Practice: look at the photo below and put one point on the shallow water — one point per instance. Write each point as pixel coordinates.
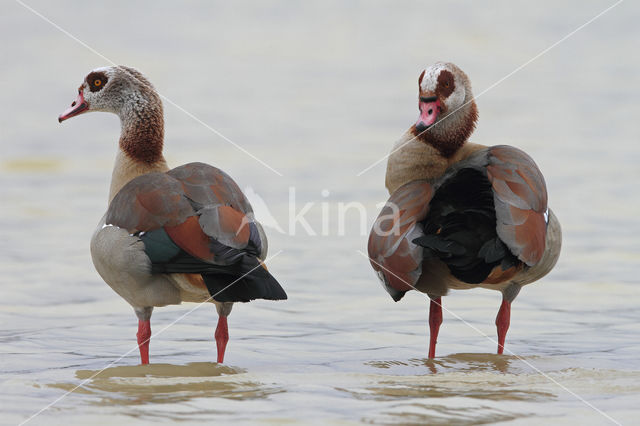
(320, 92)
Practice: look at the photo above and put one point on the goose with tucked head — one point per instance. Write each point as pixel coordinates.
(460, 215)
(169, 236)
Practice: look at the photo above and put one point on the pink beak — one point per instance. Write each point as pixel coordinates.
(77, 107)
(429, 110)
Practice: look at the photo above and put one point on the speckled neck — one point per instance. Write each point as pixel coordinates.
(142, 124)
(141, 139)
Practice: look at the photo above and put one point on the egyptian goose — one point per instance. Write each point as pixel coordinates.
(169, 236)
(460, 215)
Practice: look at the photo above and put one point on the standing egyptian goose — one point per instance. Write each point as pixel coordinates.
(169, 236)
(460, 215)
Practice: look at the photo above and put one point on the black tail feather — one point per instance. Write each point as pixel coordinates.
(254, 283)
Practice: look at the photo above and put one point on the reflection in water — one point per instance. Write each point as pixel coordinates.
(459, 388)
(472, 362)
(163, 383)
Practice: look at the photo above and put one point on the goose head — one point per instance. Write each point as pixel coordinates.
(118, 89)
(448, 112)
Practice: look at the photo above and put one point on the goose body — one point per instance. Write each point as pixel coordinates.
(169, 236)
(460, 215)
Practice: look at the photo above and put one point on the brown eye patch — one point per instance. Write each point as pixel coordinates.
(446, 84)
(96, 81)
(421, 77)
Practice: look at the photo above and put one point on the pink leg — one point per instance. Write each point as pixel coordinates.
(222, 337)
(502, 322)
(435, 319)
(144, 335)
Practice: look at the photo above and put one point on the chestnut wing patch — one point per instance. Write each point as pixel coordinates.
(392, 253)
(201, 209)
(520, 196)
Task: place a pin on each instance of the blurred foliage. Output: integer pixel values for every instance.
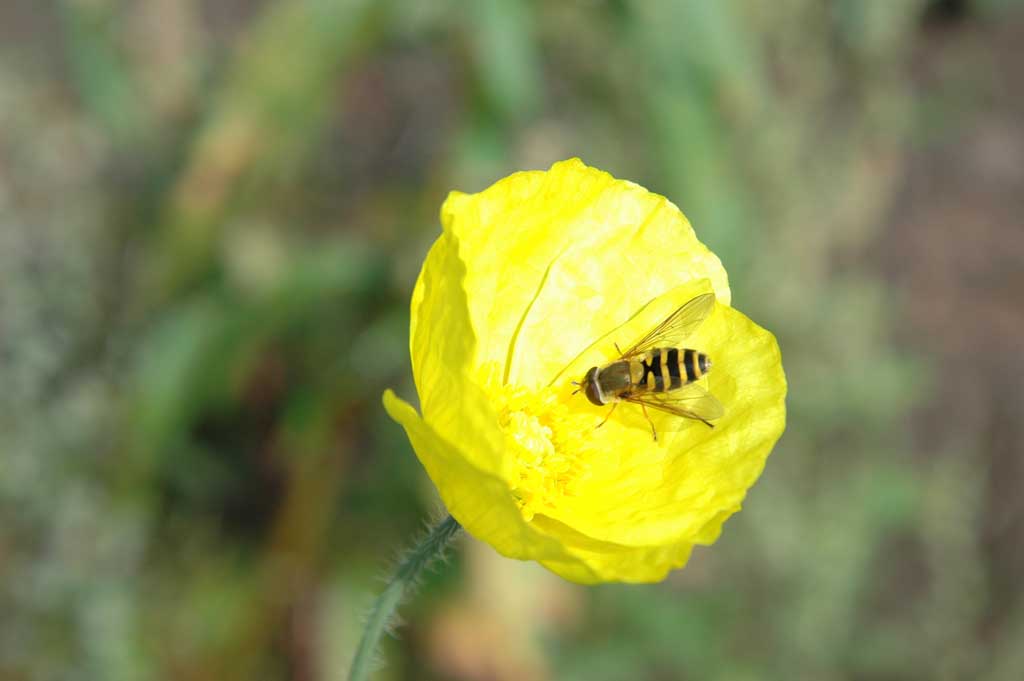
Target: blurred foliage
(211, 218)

→ Action item:
Write out exactly the lines from the one containing "the goose head" through the end of the entries, both included. Pictures are not copied.

→ Exercise response:
Practice: look at the photo above and put one point on the goose head — one point per instance. Write each point as pixel coordinates.
(118, 89)
(448, 112)
Practice: look at the photo above and put one point on the goose body — one point per instance. Write each point as pixel coordinates.
(169, 236)
(460, 215)
Practice: look at the photo above and put one point on the brown eye patch — one point per instance. Write each point as pixel coordinates.
(446, 84)
(96, 81)
(421, 77)
Practice: look at the photo above and put one point on the pink leg — one point per instance. Write each point as pixel coordinates.
(222, 337)
(502, 322)
(435, 319)
(144, 335)
Practice: look at the photo above and put one point on the chestnut wing patch — one point per instance. Write each point as pixel coordinates.
(392, 253)
(201, 209)
(520, 196)
Task: place a pin on each instance of the blurred foliage. Output: integer pixel values for every instance.
Target: blurred foliage
(211, 218)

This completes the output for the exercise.